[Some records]
───

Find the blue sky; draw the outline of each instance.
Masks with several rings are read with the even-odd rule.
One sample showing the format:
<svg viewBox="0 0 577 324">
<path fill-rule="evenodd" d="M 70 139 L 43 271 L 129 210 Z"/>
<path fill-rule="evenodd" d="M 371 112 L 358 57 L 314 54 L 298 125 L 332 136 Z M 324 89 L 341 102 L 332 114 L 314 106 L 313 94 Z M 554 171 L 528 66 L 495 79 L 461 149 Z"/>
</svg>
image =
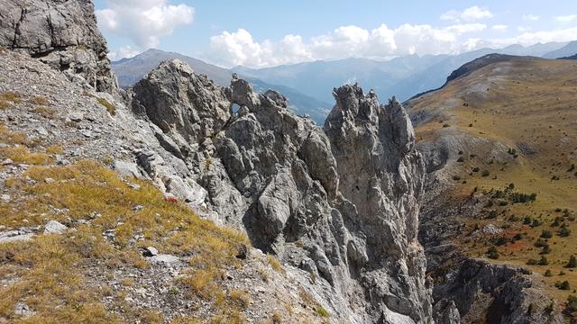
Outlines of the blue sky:
<svg viewBox="0 0 577 324">
<path fill-rule="evenodd" d="M 577 1 L 96 0 L 111 58 L 148 48 L 223 67 L 388 59 L 577 40 Z"/>
</svg>

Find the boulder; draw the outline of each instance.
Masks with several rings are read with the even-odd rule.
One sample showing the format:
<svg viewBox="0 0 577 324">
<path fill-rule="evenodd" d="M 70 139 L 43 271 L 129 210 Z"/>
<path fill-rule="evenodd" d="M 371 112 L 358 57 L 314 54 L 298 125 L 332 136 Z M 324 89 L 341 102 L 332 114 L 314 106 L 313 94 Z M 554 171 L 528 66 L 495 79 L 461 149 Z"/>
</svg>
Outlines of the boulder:
<svg viewBox="0 0 577 324">
<path fill-rule="evenodd" d="M 50 220 L 44 225 L 44 234 L 62 234 L 68 229 L 68 227 L 56 220 Z"/>
</svg>

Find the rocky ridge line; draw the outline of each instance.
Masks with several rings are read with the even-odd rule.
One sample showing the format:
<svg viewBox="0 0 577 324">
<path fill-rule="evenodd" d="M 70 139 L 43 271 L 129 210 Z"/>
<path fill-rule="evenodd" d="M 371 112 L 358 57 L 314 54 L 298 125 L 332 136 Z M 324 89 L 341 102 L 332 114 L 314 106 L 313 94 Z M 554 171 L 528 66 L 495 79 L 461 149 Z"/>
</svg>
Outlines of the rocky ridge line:
<svg viewBox="0 0 577 324">
<path fill-rule="evenodd" d="M 408 116 L 358 86 L 334 94 L 321 130 L 277 92 L 256 94 L 237 77 L 222 88 L 179 60 L 130 93 L 190 170 L 187 181 L 206 190 L 199 212 L 326 280 L 350 322 L 430 322 L 417 240 L 425 171 Z"/>
<path fill-rule="evenodd" d="M 118 88 L 90 0 L 1 0 L 0 47 L 26 53 L 98 91 Z"/>
</svg>

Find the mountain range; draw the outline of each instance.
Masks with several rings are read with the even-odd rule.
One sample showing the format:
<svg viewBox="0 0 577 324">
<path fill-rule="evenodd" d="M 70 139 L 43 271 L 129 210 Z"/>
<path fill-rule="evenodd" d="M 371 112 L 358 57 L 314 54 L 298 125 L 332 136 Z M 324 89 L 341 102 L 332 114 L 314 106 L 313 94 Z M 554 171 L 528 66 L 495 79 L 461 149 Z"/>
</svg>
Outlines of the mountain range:
<svg viewBox="0 0 577 324">
<path fill-rule="evenodd" d="M 548 42 L 533 46 L 510 45 L 504 49 L 481 49 L 459 55 L 410 55 L 389 61 L 345 58 L 313 61 L 266 68 L 235 67 L 232 69 L 208 64 L 182 54 L 149 50 L 131 58 L 112 62 L 122 87 L 133 86 L 165 59 L 179 58 L 197 73 L 205 74 L 219 86 L 227 86 L 233 73 L 252 84 L 255 90 L 282 93 L 289 108 L 298 114 L 308 114 L 322 124 L 333 106 L 332 89 L 343 84 L 358 83 L 375 90 L 379 97 L 395 95 L 401 101 L 446 82 L 446 77 L 463 64 L 490 53 L 534 56 L 547 58 L 570 57 L 577 53 L 577 41 Z"/>
</svg>

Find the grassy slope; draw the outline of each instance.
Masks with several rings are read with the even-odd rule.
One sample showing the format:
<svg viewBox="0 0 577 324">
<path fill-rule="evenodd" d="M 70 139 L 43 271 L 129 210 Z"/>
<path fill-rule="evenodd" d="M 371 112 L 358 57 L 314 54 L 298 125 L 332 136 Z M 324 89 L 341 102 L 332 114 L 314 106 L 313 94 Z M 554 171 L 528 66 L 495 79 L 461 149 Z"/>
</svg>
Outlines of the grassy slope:
<svg viewBox="0 0 577 324">
<path fill-rule="evenodd" d="M 552 251 L 545 256 L 549 265 L 526 266 L 540 274 L 551 269 L 554 275 L 544 277 L 544 281 L 551 287 L 549 292 L 560 300 L 577 288 L 577 274 L 563 267 L 569 256 L 577 254 L 577 222 L 571 220 L 577 212 L 577 168 L 572 169 L 572 164 L 577 164 L 576 99 L 577 62 L 517 58 L 485 67 L 412 103 L 415 112 L 426 111 L 432 115 L 417 127 L 418 140 L 434 140 L 444 128 L 450 127 L 516 149 L 518 157 L 508 163 L 491 163 L 492 157 L 472 158 L 471 154 L 477 152 L 463 152 L 464 161 L 452 171 L 461 177 L 455 181 L 452 195 L 464 198 L 474 187 L 490 191 L 511 183 L 517 192 L 536 193 L 537 199 L 530 203 L 499 206 L 495 199 L 495 204 L 485 212 L 498 212 L 496 219 L 463 218 L 463 221 L 472 229 L 494 223 L 507 229 L 503 236 L 509 238 L 521 233 L 522 239 L 497 248 L 500 257 L 495 262 L 523 266 L 529 258 L 540 259 L 542 249 L 535 248 L 534 242 L 544 230 L 551 230 L 554 237 L 548 244 Z M 534 153 L 520 149 L 529 147 Z M 481 171 L 472 172 L 474 167 Z M 482 170 L 490 176 L 481 176 Z M 554 176 L 559 180 L 552 180 Z M 555 212 L 558 209 L 567 209 L 569 217 Z M 511 215 L 518 220 L 515 220 Z M 525 216 L 537 219 L 543 225 L 525 225 Z M 555 234 L 559 227 L 551 224 L 556 217 L 562 217 L 560 222 L 572 230 L 569 237 Z M 494 238 L 472 239 L 463 235 L 456 239 L 464 243 L 470 255 L 484 256 L 492 245 L 490 238 Z M 558 275 L 561 271 L 566 274 Z M 554 288 L 555 282 L 563 280 L 570 282 L 570 291 Z"/>
</svg>

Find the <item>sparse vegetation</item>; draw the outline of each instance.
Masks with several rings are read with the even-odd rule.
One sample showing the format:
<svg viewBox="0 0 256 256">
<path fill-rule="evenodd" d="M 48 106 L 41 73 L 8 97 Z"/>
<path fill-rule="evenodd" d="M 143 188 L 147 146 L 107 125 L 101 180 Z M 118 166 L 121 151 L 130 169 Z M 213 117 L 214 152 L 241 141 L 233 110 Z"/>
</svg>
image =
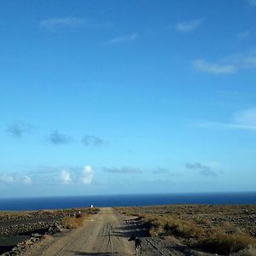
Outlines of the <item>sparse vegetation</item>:
<svg viewBox="0 0 256 256">
<path fill-rule="evenodd" d="M 76 229 L 82 226 L 88 214 L 83 213 L 79 217 L 65 217 L 61 223 L 66 229 Z"/>
<path fill-rule="evenodd" d="M 255 255 L 256 206 L 180 205 L 118 209 L 124 214 L 140 217 L 151 236 L 174 236 L 190 247 L 213 253 L 229 255 L 239 252 L 241 254 L 236 255 Z"/>
</svg>

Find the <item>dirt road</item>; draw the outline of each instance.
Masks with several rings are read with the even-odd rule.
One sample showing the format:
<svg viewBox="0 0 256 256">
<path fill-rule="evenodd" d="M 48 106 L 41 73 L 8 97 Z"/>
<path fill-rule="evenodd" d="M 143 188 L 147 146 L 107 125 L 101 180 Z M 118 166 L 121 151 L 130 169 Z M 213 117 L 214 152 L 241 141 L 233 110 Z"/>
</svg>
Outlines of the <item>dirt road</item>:
<svg viewBox="0 0 256 256">
<path fill-rule="evenodd" d="M 49 237 L 26 255 L 134 255 L 134 242 L 128 238 L 135 227 L 126 218 L 113 208 L 102 208 L 83 227 Z M 148 251 L 144 255 L 155 254 Z"/>
<path fill-rule="evenodd" d="M 135 255 L 134 242 L 128 241 L 135 230 L 143 241 L 142 256 L 211 255 L 192 251 L 174 237 L 168 241 L 148 237 L 138 219 L 121 215 L 113 208 L 102 208 L 77 230 L 49 236 L 23 255 Z"/>
</svg>

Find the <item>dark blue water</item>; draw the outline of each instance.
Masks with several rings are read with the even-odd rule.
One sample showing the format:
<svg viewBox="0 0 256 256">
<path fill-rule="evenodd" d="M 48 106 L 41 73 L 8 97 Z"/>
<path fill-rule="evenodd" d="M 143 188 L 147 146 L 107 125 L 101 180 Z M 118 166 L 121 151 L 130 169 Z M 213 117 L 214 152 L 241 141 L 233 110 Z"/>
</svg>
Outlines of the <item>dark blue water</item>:
<svg viewBox="0 0 256 256">
<path fill-rule="evenodd" d="M 41 210 L 89 207 L 130 207 L 173 204 L 256 204 L 256 192 L 88 195 L 0 199 L 0 210 Z"/>
</svg>

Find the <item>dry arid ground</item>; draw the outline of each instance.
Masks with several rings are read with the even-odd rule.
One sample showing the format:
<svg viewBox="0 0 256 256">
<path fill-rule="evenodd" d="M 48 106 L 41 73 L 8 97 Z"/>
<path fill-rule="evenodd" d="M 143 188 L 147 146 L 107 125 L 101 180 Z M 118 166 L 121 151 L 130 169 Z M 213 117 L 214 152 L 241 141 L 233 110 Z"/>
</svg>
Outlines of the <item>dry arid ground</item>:
<svg viewBox="0 0 256 256">
<path fill-rule="evenodd" d="M 77 218 L 79 211 L 81 216 Z M 134 242 L 128 238 L 136 232 L 144 256 L 256 255 L 256 206 L 178 205 L 90 211 L 2 212 L 0 228 L 8 234 L 1 236 L 1 248 L 7 251 L 12 239 L 24 239 L 22 236 L 29 237 L 37 231 L 39 235 L 32 236 L 5 255 L 128 256 L 135 253 Z"/>
<path fill-rule="evenodd" d="M 176 205 L 117 207 L 137 216 L 152 237 L 190 255 L 191 249 L 221 255 L 256 255 L 256 206 Z M 171 246 L 172 247 L 172 246 Z"/>
<path fill-rule="evenodd" d="M 6 252 L 12 252 L 11 255 L 18 254 L 26 247 L 45 237 L 44 235 L 77 228 L 98 211 L 97 208 L 73 208 L 0 212 L 0 255 Z"/>
</svg>

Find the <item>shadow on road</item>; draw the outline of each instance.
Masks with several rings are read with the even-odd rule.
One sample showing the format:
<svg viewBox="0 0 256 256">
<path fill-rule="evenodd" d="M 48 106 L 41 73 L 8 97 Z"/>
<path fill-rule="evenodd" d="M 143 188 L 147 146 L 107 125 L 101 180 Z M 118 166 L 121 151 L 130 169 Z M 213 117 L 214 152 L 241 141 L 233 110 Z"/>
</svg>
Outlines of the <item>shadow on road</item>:
<svg viewBox="0 0 256 256">
<path fill-rule="evenodd" d="M 119 253 L 84 253 L 76 251 L 67 251 L 69 253 L 73 253 L 74 255 L 84 255 L 84 256 L 111 256 L 113 254 L 118 254 Z"/>
<path fill-rule="evenodd" d="M 129 238 L 133 233 L 141 238 L 149 236 L 147 226 L 142 223 L 140 218 L 129 219 L 126 224 L 114 227 L 113 236 Z"/>
</svg>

───

WORK TO DO
Copy out the items above word for word, from the line containing "Find the <item>dry" through the line containing "176 205 L 117", including both of those lines.

SOLUTION TO THIS TASK
Find the <item>dry arid ground</item>; draw the outline of each instance.
Masks with several rings are read with the even-odd rule.
One sample showing the format:
<svg viewBox="0 0 256 256">
<path fill-rule="evenodd" d="M 48 106 L 41 73 L 8 97 Z"/>
<path fill-rule="evenodd" d="M 143 188 L 147 146 L 107 125 L 101 180 Z M 118 166 L 121 151 L 130 169 Z M 213 117 L 214 152 L 241 141 L 233 110 Z"/>
</svg>
Outlines of the <item>dry arid ground</item>:
<svg viewBox="0 0 256 256">
<path fill-rule="evenodd" d="M 77 218 L 79 211 L 81 216 Z M 134 242 L 128 238 L 136 232 L 144 256 L 256 255 L 256 206 L 178 205 L 90 211 L 2 212 L 0 228 L 8 234 L 1 236 L 1 248 L 7 251 L 12 239 L 24 239 L 22 236 L 29 237 L 37 231 L 39 235 L 32 236 L 5 255 L 128 256 L 135 253 Z"/>
<path fill-rule="evenodd" d="M 176 205 L 117 207 L 137 216 L 152 237 L 190 255 L 191 249 L 221 255 L 256 255 L 256 206 Z M 171 246 L 172 247 L 172 246 Z"/>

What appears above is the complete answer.